* Aufgabendetails
Führe den Text über die Stimmung in Augsburg und den FC Augsburg nach seinem letzten Satz fort.

* Vorliegender Text
_____
Manchmal sind es die kleinen, vermeintlich unwichtigen Dinge, die Großes für eine Stadt bewegen können. Die Stimmung in Augsburg ist, so wird überliefert, nach der Fußball-WM 1990 eine andere geworden. Damals haben die Menschen erstmals richtig auf der Maximilianstraße miteinander gefeiert. Das Gemeinschaftserlebnis im prachtvollen Wohnzimmer dieser historisch-schönen Stadt hat ein wohliges Augsburg-Gefühl ausgelöst, dass sich langsam, aber stetig verbreitete.
Tatort Augsburg: Ein positiver Faktor wie der FCA
Wer das vorausgesagt hätte, wäre belächelt worden. Die Augsburger Politiker haben sich vor 25 Jahren wohl um Wichtigeres gekümmert. Straßenkreuzungen, Museumssanierungen oder neue Kindergärten standen auf der Tagesordnung.
Einer der mächtigsten positiven Stimmungsfaktoren der vergangenen Jahre galt ebenfalls als vermeintlich unwichtig: Der FC Augsburg rockt die Fußball-Bundesliga. Und viele Menschen aus Greater Augsburg fühlen Stolz und Selbstbewusstsein, wenn sie in Deutschland (und Europa) auf den Klub angesprochen werden.
_____
* Datenabschnitt

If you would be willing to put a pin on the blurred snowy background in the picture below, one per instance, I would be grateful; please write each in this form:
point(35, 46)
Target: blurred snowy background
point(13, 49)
_____
* Antwort zur Übung
12 Millionen sahen den Tatort aus Nürnberg
Den Münsteranern mag es ähnlich gehen. Wer aus der westfälischen Stadt kommt, wird gerne auf den dort gedrehten Tatort-Krimi mit Professor Börne (Jan-Josef Lieffers) angesprochen. Vielleicht erfreut der Zuspruch bald auch die Nürnberger, die sich nun erstmals vor zwölf Millionen Fernsehzuschauern als Tatort-Stadt mit bodenständigen Menschen und toller nächtlicher Skyline präsentierten.
Die Idee einer Tatort-Stadt Augsburg ist in dieser Kolumne vergangene Woche schon zum dritten Mal aufgegriffen worden („Augsburg verschläft den Tatort“). Der erste Beitrag datiert aus dem Jahr 2010 („OB Gribl und der Traum vom Augsburger Tatort“).
Doch dieses Mal scheint sich erstmals etwas zu bewegen am Tatort Augsburg. Leser schreiben Briefe an die Zeitung. Anrufer entwerfen schon Drehbuch-Ideen. Eine Königsbrunner Lehrerin erwägt, mit ihren Schülern am Skript zu arbeiten. Und bei einer AZ-Straßenumfrage haben wir niemanden gefunden, der von der Idee nicht begeistert wäre.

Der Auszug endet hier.